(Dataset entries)
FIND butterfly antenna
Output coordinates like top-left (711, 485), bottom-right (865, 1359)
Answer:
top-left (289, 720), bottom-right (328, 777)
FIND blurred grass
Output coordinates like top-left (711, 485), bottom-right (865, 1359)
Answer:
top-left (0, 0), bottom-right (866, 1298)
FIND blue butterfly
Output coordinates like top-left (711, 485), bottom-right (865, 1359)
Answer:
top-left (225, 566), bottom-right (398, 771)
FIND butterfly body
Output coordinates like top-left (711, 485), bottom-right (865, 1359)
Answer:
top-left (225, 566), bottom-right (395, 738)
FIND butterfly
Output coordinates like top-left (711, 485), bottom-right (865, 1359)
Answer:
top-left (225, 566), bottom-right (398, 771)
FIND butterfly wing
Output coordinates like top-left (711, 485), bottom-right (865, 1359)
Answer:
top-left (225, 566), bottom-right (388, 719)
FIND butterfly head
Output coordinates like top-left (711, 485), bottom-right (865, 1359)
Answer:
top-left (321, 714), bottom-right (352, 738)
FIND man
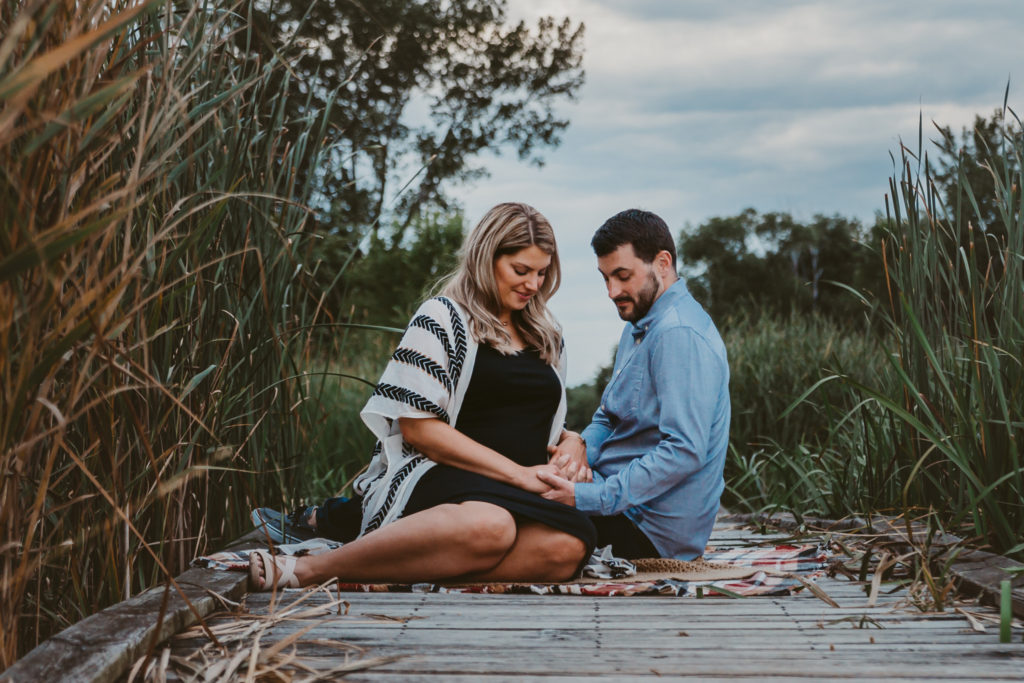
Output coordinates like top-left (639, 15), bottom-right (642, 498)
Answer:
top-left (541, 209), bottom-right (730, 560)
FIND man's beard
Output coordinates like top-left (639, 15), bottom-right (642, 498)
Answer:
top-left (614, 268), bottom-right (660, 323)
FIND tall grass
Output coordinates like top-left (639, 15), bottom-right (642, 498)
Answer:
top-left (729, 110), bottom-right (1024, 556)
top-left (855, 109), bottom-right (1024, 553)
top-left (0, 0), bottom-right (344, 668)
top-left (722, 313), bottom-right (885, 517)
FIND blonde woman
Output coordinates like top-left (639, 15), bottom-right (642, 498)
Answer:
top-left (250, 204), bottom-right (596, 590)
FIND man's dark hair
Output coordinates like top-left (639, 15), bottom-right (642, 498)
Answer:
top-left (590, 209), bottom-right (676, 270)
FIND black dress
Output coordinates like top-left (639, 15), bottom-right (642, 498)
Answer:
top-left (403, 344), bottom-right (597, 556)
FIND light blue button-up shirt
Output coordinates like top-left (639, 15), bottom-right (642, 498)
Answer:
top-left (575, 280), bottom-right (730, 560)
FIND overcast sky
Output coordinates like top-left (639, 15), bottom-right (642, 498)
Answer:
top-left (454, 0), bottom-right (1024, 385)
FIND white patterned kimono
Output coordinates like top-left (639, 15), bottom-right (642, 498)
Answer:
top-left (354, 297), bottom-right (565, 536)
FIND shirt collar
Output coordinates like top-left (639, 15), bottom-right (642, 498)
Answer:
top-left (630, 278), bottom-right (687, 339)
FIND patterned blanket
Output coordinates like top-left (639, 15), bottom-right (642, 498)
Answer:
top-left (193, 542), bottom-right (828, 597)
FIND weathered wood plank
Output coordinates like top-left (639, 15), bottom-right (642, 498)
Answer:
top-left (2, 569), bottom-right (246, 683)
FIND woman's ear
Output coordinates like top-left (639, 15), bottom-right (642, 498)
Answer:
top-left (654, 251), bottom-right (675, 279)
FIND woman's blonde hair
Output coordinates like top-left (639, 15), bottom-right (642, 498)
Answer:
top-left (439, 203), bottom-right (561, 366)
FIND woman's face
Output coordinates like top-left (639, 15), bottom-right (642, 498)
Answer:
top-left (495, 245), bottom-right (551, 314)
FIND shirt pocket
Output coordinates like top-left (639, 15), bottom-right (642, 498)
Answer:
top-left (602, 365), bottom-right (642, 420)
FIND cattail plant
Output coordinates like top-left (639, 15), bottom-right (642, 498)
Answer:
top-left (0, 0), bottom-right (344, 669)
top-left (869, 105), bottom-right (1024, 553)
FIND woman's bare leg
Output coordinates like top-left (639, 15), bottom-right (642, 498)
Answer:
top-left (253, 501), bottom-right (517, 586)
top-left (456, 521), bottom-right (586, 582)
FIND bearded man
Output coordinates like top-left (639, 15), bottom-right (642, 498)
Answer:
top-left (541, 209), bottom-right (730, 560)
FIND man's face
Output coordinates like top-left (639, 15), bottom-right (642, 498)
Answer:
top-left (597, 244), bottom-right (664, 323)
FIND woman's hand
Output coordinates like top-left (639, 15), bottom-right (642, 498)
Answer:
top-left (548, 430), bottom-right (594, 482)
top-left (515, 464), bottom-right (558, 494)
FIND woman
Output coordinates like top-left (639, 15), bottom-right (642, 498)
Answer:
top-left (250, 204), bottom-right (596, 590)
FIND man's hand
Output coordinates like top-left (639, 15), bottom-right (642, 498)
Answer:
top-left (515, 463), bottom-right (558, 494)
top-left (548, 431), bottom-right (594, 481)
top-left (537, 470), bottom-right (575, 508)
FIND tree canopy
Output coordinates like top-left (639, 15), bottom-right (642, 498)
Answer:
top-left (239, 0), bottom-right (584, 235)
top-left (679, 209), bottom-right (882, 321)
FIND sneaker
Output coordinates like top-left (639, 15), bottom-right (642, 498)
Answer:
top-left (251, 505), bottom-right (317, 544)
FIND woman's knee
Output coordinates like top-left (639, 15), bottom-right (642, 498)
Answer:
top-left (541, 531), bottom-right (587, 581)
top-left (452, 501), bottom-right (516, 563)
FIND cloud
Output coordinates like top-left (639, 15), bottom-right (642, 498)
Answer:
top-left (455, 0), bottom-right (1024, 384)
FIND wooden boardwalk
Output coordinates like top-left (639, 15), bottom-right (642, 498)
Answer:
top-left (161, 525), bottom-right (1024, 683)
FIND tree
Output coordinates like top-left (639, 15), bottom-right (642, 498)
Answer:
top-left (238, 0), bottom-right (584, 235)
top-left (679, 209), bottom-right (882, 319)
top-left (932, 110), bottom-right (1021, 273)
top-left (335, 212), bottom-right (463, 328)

### Directive
Collect every line of the data above that contains the word "blonde".

### Exercise output
FIND blonde woman
FIND woman's blonde hair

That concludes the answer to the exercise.